/---

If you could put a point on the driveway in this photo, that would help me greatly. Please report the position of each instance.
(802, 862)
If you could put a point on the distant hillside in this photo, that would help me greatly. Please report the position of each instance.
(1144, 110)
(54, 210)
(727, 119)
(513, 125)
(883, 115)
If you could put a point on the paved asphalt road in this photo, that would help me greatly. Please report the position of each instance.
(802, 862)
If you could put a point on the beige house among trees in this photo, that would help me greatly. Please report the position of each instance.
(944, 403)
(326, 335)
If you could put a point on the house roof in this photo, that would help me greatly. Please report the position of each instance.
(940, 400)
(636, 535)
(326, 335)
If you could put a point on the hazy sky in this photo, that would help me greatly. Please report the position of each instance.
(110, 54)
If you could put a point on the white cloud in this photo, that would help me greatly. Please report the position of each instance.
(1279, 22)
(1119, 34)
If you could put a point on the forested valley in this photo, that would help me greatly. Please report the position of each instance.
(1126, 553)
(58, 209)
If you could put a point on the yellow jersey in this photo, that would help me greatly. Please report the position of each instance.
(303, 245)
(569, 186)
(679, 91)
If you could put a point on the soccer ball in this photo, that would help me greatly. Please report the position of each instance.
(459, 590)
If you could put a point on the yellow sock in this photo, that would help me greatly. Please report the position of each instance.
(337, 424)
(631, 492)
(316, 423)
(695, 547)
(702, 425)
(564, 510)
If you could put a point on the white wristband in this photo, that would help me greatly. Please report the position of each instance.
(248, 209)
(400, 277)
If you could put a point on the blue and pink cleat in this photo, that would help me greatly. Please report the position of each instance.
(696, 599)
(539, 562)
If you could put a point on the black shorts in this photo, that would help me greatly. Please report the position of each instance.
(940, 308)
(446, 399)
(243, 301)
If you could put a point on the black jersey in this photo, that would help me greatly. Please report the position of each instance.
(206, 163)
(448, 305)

\---

## WHAT IS EXPECTED
Copy out the lines above word for word, beginning with the line that contains "If you could put a point on the yellow sock" and continuing through the final line.

## TASK RESPONSE
If you could put a point on the yellow sock in this photo, that would help me greatly. Please report the position of each instance.
(337, 424)
(631, 492)
(316, 423)
(695, 547)
(702, 425)
(564, 510)
If you could put a point on the white wristband in this photo, that would help me greatly. Please report the position of each instance.
(248, 209)
(400, 277)
If you could put a point on the blue and pink cleat in this photo, that would help me greatly. Please report the position of each instance.
(696, 599)
(539, 562)
If you could put a point on the black shorts in this photo, that would help me greatly. Please report the position of each instance.
(940, 308)
(446, 399)
(243, 301)
If you could put a point on the black jersey in this photo, that would help me greatly. Please report the position of each instance.
(206, 163)
(448, 305)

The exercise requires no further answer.